◆ Passage

☆ ☆ ☆ ☆ ☆

It is official. We all just work for the banks now.

There is no other conclusion to draw from Fed chief Ben Bernanke asking Wall Street to tell him how much debt the Fed should buy. The consensus — at least $1 trillion worth, possibly two.

This is how Zero Hedge nut-shelled it:

And, incidentally, since the “independent” Treasury will be forced to issue more debt to fill all the demand for $2 trillion over the next 12 months, as there is not enough debt in the pipeline to fill $2TN worth of demand and prevent the entire curve pancaking at zero (i.e., the 30 year yielding precisely 0.001%) it also means that the government will be forced to come up with more deficit programs, which also means that primary dealers will now also determine US fiscal policy.

Which begs the question, why is anyone pretending that the political vote on November 3 matters at all?

Below are the 18 banks that, in a completely separate vote, will henceforth rule America, regardless of what particular puppets end up in the Congress and Senate:

BNP Paribas Securities Corp.

☆ ☆ ☆ ☆ ☆

◆ Records shown
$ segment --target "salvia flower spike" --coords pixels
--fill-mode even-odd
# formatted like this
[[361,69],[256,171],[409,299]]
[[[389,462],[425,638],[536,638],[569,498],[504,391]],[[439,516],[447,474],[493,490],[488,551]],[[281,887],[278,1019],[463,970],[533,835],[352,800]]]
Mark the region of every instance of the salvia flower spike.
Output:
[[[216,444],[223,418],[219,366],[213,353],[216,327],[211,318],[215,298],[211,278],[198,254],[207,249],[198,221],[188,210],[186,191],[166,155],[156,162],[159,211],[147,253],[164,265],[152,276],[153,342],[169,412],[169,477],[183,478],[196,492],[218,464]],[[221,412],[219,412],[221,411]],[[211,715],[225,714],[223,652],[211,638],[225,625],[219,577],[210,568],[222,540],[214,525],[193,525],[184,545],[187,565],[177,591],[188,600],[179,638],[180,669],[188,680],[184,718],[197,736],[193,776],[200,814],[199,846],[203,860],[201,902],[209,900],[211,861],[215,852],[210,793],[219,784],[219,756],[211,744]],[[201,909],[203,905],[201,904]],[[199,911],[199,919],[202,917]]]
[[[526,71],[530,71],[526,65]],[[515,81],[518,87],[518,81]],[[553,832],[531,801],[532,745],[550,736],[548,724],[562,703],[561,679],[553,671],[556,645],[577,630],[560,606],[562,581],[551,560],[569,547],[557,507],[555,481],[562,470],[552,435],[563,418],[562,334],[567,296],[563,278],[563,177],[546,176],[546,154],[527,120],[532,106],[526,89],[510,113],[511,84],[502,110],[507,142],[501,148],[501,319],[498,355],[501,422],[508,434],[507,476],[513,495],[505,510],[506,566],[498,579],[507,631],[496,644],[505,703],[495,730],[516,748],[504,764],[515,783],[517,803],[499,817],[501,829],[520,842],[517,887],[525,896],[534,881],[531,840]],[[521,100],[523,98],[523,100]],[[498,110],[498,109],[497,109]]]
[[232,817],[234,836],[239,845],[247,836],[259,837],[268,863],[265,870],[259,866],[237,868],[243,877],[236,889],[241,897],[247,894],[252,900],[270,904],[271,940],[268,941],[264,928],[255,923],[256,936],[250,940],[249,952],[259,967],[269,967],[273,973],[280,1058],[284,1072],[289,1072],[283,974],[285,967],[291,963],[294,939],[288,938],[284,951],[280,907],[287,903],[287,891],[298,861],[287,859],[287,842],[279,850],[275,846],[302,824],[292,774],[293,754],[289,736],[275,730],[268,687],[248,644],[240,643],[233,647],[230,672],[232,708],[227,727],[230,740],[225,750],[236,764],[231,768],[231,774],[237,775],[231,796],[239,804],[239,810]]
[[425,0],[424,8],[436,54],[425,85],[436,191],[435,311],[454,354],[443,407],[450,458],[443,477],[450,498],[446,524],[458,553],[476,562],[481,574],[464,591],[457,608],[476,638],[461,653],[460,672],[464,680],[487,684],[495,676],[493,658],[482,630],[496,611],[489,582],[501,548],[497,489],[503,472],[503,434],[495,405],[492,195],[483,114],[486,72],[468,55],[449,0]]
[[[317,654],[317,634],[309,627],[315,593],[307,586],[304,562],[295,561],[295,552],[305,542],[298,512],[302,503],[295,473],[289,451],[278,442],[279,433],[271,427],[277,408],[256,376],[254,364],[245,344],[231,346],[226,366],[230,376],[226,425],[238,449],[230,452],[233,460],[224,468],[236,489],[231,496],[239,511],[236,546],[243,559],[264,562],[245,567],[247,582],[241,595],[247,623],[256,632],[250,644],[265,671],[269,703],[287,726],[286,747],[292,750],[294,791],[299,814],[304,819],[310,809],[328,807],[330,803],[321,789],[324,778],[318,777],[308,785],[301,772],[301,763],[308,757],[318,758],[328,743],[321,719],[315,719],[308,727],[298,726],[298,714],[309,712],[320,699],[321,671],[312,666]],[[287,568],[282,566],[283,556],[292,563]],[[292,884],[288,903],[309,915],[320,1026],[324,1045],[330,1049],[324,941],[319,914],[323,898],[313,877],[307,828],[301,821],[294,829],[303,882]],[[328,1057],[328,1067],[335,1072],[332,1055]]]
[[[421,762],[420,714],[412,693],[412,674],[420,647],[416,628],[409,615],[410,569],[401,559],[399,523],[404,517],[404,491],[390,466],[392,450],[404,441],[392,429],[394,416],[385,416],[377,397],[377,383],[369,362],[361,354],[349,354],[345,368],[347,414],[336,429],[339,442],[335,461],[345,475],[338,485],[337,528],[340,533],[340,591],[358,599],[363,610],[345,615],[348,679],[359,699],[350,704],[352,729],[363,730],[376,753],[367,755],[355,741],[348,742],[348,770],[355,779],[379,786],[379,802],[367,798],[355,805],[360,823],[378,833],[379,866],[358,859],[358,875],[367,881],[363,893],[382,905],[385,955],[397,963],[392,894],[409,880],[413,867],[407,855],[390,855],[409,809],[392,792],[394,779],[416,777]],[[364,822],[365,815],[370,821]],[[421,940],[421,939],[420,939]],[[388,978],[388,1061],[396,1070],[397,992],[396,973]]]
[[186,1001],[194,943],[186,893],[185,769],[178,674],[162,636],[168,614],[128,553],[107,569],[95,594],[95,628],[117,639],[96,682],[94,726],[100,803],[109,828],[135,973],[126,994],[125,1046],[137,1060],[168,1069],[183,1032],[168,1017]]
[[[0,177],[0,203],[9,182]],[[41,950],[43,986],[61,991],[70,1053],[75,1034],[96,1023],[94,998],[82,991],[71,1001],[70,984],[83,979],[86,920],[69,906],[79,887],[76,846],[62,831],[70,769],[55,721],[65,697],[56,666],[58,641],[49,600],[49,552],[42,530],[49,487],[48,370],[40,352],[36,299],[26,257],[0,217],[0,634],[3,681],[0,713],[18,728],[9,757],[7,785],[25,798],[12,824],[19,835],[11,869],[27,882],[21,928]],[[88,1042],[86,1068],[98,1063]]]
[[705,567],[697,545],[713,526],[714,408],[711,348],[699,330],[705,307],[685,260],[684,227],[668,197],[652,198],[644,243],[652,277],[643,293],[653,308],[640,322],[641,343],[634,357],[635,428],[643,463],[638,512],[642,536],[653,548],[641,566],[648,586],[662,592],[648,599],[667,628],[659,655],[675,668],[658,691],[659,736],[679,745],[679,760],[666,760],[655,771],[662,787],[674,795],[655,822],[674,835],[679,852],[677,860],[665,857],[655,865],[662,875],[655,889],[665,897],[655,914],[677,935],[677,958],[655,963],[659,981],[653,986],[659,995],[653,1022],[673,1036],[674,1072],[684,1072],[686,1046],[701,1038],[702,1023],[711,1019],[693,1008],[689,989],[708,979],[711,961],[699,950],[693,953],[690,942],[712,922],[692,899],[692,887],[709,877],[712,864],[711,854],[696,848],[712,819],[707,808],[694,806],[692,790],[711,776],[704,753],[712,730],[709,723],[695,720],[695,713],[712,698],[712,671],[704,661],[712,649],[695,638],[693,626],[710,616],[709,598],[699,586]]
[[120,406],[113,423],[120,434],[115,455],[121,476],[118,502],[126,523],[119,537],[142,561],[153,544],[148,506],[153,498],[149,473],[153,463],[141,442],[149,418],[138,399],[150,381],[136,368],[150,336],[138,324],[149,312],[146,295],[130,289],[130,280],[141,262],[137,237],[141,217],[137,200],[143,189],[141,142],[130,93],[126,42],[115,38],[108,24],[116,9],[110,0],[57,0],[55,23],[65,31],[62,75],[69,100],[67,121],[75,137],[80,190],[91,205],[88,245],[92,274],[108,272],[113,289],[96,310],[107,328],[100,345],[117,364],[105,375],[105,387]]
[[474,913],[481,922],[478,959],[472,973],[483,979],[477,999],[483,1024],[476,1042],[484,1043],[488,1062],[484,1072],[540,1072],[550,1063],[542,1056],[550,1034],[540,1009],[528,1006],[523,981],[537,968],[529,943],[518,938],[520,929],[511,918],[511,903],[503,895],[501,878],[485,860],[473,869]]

☆ ☆ ☆ ☆ ☆

◆ Exercises to complete
(1) Render this sentence from the passage on the Fed and Wall Street in Spanish: "Which begs the question, why is anyone pretending that the political vote on November 3 matters at all?"
(2) Carry on the passage on the Fed and Wall Street from the point where it stops.
The data is separate material and has no connection to the passage on the Fed and Wall Street.

◆ Per-task answers
(1) Lo que plantea la pregunta: ¿por qué alguien finge que la votación política del 3 de noviembre tiene alguna importancia?

(2)
Banc of America Securities LLC
Barclays Capital Inc.
Cantor Fitzgerald & Co.
Citigroup Global Markets Inc.
Credit Suisse Securities (USA) LLC
Daiwa Capital Markets America Inc.
Deutsche Bank Securities Inc.
Goldman, Sachs & Co.
HSBC Securities (USA) Inc.
Jefferies & Company, Inc.
J.P. Morgan Securities LLC
Mizuho Securities USA Inc.
Morgan Stanley & Co. Incorporated
Nomura Securities International, Inc.
RBC Capital Markets Corporation
RBS Securities Inc.
UBS Securities LLC.

The kicker for Charlotte is that none of this guarantees that BAC does not end up in de facto FDIC receivership, depending on exactly how Fed funny-money lands and how aggressive wronged parties are in demanding closure for their Countrywide wounds. It is clear, however, that actual policy prescription to fix all this is nothing more than using the Fed and the Treasury to mask trillions in losses by the money center banks with the hope that somehow this leads to renewed “economic growth.”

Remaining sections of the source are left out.